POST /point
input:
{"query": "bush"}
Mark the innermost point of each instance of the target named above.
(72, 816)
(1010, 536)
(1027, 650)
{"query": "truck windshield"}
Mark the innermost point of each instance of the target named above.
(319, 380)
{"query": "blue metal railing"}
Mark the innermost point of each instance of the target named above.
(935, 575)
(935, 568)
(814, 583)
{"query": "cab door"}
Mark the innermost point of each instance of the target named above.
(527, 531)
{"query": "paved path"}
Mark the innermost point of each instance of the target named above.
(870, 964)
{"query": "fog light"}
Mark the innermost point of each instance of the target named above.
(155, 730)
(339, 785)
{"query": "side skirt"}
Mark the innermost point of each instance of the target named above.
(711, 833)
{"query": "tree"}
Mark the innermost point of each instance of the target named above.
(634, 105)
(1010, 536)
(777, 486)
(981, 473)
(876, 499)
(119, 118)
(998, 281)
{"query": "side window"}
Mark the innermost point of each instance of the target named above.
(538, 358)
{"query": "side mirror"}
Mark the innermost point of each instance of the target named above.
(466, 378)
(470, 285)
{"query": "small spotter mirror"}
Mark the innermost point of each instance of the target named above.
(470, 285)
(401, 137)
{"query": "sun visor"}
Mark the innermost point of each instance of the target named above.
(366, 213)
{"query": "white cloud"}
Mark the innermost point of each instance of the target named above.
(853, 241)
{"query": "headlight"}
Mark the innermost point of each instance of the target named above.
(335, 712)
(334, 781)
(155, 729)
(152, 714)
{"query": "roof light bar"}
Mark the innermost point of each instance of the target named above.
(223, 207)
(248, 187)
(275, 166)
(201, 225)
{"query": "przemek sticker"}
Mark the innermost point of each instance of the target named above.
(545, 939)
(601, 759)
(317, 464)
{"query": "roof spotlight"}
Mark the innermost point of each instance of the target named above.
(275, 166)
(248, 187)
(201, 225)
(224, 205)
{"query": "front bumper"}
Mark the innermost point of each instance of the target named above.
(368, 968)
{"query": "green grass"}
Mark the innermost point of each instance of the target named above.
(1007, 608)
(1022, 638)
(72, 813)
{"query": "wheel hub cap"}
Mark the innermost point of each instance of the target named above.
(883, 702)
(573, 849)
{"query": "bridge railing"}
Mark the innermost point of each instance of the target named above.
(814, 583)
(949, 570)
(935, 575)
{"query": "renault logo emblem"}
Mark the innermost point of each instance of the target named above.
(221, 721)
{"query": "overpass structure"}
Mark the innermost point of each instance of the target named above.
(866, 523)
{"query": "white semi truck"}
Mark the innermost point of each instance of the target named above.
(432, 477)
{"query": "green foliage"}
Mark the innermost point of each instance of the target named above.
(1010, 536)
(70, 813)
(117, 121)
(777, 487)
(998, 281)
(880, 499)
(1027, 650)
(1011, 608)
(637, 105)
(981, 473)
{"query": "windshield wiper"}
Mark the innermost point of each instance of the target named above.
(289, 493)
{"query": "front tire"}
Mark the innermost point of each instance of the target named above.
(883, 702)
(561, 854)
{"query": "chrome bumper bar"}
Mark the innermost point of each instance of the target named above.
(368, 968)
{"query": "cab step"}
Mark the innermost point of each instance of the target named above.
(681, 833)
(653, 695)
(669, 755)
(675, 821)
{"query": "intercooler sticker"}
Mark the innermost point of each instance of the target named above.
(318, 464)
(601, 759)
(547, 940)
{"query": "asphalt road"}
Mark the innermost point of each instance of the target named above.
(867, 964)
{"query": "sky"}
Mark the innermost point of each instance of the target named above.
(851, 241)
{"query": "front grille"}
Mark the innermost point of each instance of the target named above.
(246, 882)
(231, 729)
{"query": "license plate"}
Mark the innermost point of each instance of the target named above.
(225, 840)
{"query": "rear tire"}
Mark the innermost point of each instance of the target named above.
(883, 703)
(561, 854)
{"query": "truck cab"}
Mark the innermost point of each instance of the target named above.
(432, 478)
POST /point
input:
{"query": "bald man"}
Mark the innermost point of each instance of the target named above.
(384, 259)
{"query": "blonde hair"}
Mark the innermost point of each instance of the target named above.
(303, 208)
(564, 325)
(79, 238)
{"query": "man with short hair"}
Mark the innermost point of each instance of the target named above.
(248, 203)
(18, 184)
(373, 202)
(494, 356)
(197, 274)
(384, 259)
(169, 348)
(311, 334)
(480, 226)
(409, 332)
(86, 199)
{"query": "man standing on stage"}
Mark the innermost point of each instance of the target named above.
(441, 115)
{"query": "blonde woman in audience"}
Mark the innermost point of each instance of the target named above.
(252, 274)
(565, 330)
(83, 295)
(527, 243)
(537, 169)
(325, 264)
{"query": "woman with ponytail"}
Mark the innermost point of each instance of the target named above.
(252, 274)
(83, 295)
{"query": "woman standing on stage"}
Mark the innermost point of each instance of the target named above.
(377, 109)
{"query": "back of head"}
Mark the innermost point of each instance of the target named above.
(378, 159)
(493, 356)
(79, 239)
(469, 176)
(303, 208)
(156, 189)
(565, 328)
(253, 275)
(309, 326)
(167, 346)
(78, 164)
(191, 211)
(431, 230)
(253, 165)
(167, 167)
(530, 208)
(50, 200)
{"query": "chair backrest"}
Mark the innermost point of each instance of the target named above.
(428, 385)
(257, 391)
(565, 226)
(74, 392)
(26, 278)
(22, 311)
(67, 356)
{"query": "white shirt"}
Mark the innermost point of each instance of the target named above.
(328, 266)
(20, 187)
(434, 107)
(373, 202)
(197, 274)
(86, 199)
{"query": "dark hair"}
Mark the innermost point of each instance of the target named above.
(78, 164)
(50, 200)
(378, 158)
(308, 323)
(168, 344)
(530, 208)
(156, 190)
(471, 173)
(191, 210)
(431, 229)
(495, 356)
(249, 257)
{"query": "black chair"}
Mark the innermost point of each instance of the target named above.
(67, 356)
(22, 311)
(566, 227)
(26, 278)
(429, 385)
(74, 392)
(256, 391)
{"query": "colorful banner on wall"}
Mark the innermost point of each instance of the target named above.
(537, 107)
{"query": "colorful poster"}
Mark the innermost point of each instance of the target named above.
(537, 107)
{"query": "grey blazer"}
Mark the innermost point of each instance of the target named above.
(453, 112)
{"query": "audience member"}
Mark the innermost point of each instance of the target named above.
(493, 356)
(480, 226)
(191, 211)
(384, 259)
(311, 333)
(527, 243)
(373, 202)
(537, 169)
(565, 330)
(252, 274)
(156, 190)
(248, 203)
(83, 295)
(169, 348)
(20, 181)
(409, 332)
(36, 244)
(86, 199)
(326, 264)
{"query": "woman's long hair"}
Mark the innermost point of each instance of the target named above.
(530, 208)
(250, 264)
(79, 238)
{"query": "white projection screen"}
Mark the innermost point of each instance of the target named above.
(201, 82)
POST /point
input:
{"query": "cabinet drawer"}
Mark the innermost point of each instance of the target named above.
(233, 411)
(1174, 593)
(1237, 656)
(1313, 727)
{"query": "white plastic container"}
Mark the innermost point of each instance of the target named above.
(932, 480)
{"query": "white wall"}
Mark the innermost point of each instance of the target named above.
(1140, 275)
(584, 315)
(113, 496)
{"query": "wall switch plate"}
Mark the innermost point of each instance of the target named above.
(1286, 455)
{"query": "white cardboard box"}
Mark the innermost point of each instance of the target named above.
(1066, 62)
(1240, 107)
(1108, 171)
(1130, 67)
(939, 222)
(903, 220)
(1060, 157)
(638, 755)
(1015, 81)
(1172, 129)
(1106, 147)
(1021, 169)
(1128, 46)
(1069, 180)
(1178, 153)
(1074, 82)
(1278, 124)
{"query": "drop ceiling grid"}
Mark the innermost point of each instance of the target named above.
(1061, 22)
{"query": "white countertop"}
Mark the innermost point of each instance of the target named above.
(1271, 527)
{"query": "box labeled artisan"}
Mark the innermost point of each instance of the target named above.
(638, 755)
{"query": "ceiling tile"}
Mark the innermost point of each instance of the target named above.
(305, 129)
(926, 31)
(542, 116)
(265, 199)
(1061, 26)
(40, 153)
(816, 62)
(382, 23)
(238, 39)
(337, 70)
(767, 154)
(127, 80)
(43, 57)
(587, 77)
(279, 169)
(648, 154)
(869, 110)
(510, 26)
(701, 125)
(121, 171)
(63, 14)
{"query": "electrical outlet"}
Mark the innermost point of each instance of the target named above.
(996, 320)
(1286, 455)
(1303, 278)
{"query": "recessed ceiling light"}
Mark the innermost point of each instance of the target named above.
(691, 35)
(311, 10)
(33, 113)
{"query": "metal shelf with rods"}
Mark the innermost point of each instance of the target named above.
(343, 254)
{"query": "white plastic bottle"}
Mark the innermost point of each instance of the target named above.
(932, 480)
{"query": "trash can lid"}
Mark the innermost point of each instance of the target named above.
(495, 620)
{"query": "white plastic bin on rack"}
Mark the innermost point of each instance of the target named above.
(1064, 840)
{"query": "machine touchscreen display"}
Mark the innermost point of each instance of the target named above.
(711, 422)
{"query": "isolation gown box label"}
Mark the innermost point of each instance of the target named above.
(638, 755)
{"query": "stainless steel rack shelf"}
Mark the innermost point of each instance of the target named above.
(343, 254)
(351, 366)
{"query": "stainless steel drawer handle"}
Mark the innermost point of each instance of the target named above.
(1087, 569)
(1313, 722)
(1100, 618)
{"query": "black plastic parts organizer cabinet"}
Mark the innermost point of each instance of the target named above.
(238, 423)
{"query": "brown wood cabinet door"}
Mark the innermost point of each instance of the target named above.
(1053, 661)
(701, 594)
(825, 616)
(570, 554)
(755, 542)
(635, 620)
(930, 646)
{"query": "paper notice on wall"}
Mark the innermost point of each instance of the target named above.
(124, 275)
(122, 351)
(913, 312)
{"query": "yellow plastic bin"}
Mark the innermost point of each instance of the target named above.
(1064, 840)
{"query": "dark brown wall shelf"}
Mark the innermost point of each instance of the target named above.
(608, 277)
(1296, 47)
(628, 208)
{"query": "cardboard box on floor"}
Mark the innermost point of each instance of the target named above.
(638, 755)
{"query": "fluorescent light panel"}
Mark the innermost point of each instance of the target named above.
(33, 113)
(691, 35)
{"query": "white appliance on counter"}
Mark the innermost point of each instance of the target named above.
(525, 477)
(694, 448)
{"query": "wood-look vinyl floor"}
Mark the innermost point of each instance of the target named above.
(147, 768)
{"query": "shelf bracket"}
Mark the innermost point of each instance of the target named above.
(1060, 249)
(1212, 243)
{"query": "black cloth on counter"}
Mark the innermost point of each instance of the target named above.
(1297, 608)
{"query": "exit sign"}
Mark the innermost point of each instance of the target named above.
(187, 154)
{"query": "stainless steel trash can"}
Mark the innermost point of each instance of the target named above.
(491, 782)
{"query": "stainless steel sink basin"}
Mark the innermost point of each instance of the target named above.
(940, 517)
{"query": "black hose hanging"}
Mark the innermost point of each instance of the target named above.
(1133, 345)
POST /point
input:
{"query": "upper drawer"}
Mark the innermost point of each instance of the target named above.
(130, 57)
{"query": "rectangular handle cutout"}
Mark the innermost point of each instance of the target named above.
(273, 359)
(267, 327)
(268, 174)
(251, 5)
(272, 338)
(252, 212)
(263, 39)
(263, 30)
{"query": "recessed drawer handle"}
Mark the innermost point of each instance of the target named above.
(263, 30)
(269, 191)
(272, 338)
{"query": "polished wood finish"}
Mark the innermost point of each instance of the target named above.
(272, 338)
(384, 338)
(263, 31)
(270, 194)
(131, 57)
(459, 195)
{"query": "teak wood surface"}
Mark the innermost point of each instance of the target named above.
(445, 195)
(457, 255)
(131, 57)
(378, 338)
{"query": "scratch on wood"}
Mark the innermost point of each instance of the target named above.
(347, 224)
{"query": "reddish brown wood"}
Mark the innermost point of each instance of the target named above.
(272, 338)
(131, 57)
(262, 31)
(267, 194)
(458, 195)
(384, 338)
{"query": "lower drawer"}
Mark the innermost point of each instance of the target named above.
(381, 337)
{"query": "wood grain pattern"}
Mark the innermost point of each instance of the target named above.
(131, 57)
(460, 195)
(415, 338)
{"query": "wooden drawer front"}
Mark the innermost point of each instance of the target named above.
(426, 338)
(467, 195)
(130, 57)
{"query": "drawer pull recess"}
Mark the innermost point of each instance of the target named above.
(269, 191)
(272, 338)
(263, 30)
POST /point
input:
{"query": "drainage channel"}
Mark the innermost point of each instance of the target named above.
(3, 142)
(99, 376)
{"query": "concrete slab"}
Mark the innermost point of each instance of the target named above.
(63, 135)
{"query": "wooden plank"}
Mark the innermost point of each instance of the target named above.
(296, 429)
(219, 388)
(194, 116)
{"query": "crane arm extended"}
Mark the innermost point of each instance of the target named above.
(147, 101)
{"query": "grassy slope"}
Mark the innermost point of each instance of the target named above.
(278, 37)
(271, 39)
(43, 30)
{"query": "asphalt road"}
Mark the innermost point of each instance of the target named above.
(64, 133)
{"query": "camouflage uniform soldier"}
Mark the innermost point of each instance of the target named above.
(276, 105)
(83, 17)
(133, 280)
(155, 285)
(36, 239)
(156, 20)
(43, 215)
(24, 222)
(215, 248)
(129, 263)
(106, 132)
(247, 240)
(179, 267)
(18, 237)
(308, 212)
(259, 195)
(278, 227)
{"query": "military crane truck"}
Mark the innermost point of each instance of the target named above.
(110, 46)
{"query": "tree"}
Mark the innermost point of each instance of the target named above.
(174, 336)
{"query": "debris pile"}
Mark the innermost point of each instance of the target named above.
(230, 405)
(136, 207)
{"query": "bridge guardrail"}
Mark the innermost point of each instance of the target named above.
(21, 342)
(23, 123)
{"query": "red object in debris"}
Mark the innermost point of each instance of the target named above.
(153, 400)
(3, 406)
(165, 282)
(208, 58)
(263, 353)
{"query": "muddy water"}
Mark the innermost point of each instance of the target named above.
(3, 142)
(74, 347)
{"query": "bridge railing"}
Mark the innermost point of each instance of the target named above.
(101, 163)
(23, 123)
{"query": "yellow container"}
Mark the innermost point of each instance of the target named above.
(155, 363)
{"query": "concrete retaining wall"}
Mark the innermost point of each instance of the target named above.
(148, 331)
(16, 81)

-- -- --

Task brief:
How many lines of the listing above contain the string "drawer"? Treat uppercase and lowercase as different, and reply with the number alone.

The answer:
7